### Prompt
Write out the lines between the one holding "left hand you can see." and the one holding "[270,131,291,138]", both included, word for word.

===== Material for this task

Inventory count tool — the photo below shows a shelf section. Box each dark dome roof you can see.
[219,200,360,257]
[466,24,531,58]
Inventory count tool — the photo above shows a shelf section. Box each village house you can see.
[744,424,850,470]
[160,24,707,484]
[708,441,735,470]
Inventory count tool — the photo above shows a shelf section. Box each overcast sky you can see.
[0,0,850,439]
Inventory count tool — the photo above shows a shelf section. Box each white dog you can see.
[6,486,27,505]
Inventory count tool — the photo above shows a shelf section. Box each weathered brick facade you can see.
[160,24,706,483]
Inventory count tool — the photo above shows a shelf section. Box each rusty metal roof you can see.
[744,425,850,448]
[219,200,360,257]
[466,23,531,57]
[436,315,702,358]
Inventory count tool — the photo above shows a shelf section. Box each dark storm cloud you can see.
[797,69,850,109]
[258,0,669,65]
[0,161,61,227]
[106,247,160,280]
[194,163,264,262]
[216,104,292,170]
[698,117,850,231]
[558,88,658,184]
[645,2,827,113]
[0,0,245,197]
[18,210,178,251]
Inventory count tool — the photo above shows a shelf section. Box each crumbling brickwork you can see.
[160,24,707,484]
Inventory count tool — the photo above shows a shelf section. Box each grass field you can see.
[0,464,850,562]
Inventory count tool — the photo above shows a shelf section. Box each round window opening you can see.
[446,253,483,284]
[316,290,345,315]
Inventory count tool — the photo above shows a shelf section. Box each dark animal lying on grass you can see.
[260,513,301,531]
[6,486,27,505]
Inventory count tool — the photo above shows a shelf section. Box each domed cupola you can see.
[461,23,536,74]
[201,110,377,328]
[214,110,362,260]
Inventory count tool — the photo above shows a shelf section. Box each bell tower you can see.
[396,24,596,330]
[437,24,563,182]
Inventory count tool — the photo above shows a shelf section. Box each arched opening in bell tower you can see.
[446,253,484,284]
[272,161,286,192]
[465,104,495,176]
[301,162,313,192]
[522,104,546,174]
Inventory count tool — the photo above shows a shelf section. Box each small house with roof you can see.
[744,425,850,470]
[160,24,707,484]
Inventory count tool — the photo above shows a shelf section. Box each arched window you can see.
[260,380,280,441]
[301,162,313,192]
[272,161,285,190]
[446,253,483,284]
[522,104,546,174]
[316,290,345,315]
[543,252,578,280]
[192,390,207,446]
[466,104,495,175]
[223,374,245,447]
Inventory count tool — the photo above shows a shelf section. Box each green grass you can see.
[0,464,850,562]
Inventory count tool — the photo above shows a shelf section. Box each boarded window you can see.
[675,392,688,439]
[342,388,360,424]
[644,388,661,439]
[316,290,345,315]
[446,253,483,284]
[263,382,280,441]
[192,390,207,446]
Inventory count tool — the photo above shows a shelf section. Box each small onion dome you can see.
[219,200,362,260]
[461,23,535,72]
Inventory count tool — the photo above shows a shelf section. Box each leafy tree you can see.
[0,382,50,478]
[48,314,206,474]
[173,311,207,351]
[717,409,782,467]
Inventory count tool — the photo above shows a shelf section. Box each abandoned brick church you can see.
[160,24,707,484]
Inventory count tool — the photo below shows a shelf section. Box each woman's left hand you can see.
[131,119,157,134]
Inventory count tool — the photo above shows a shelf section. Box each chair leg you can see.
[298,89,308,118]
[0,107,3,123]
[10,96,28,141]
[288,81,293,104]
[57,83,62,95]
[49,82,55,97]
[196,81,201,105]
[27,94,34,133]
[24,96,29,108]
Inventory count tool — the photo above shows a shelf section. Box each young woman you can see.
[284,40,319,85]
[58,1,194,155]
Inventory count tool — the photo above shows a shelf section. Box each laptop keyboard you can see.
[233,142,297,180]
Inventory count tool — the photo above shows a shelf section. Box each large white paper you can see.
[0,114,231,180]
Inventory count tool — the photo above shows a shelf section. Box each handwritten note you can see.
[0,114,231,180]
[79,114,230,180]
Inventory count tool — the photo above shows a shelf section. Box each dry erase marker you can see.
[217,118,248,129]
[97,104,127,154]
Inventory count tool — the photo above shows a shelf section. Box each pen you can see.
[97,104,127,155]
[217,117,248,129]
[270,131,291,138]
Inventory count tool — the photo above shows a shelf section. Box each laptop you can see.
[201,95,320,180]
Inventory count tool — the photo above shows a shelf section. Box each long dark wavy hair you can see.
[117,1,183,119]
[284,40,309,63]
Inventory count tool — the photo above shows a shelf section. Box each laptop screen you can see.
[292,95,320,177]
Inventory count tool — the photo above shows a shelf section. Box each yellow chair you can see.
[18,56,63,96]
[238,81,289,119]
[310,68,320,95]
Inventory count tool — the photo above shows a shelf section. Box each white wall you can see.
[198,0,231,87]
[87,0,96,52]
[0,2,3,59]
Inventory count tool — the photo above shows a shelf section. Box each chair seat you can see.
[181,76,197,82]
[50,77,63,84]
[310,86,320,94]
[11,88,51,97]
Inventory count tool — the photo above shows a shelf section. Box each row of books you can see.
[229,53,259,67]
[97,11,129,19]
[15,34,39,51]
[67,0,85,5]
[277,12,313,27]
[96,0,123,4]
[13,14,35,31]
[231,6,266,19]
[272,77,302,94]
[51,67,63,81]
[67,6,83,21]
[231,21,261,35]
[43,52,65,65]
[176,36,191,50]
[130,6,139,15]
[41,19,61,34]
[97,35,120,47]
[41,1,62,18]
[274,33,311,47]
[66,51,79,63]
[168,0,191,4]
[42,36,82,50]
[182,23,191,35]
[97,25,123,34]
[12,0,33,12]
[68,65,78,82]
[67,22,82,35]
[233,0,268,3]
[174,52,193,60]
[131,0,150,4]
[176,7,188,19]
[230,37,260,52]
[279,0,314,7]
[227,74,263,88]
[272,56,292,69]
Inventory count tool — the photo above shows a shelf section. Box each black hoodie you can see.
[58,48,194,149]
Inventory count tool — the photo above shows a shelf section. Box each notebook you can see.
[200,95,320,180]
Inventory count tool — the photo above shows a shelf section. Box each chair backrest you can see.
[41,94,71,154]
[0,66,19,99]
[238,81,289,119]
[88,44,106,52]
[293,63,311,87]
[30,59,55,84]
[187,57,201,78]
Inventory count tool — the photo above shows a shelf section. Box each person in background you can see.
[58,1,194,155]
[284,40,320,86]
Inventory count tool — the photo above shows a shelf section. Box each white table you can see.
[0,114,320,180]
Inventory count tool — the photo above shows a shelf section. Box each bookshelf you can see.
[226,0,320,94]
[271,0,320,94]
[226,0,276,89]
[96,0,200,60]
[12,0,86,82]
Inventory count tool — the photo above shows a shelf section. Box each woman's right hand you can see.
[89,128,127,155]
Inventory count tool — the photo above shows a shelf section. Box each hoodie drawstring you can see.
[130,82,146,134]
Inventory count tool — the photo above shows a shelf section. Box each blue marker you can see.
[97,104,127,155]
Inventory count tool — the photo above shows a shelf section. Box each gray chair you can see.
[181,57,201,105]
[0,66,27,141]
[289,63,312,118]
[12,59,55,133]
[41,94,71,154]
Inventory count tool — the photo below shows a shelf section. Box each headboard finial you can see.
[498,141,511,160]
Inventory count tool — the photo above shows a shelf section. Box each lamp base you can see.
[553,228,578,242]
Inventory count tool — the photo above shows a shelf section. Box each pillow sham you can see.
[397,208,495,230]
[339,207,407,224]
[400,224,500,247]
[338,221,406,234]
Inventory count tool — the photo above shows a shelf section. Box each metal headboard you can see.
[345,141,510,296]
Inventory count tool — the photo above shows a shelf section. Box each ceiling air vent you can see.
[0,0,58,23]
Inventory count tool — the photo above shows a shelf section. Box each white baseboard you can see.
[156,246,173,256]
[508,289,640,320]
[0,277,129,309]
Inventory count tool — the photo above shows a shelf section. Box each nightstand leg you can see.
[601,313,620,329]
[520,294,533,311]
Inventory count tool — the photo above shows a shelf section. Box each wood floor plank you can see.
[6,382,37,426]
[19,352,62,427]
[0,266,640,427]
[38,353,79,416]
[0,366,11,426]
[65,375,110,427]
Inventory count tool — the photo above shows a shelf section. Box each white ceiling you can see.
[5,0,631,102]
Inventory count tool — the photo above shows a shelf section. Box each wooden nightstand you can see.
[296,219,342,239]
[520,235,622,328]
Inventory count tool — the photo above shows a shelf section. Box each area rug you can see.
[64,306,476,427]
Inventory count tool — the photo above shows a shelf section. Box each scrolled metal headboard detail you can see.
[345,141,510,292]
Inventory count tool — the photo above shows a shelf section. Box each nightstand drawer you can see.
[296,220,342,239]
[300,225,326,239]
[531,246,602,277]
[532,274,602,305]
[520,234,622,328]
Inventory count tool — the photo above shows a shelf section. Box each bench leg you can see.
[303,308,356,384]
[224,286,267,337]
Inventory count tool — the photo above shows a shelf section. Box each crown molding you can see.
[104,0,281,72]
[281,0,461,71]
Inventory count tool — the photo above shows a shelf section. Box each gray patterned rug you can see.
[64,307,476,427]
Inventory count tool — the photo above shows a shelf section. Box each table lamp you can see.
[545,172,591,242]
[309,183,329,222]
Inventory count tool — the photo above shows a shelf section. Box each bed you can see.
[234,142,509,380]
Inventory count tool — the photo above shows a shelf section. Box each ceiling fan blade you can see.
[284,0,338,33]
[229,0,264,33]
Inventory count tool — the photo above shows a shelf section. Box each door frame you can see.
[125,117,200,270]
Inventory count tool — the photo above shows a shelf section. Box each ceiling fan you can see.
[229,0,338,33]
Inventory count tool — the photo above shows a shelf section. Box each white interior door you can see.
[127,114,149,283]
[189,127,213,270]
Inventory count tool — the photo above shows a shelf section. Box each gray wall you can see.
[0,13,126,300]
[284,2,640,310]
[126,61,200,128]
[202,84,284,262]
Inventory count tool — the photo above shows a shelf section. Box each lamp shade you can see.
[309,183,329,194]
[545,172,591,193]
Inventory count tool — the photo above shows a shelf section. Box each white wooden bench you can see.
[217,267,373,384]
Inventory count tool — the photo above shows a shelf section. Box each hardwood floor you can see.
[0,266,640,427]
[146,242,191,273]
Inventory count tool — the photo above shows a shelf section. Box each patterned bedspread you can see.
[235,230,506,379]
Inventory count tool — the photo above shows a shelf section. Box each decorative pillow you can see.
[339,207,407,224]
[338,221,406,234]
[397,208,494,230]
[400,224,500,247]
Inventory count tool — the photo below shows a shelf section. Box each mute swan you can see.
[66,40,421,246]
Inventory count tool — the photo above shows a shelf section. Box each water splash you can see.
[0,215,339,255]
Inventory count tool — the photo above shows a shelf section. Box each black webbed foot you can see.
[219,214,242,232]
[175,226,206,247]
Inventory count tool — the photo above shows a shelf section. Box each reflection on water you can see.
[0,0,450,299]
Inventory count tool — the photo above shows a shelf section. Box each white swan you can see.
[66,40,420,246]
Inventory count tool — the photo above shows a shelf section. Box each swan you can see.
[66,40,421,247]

==========

### Task response
Inventory count tool — the photo below shows a shelf section. Box each woman's left hand you can see.
[131,119,157,134]
Inventory count tool — the photo above shows a shelf section. Box each chair leg you can see.
[298,89,308,118]
[0,107,3,123]
[10,96,28,141]
[288,81,293,104]
[57,83,62,95]
[49,82,55,97]
[196,81,201,105]
[27,94,34,133]
[24,96,29,108]
Inventory count tool — the photo above shows a shelf section. Box each young woman you can see.
[284,40,319,85]
[58,1,194,155]
Inventory count tool — the photo above shows a shelf section. Box each laptop keyboard you can see.
[233,142,297,180]
Inventory count tool — the photo above shows a shelf section. Box each large white paper you can see.
[0,114,231,180]
Inventory count tool — the photo above shows a shelf section. Box each handwritten note you can see.
[0,114,231,180]
[79,114,230,180]
Inventory count tool — the photo above shows a shelf section. Box each dry erase marker you can see.
[217,118,248,129]
[97,104,127,154]
Inventory count tool — the photo above shows a shelf section. Box each pen you can see.
[97,104,127,155]
[217,117,248,129]
[270,131,291,138]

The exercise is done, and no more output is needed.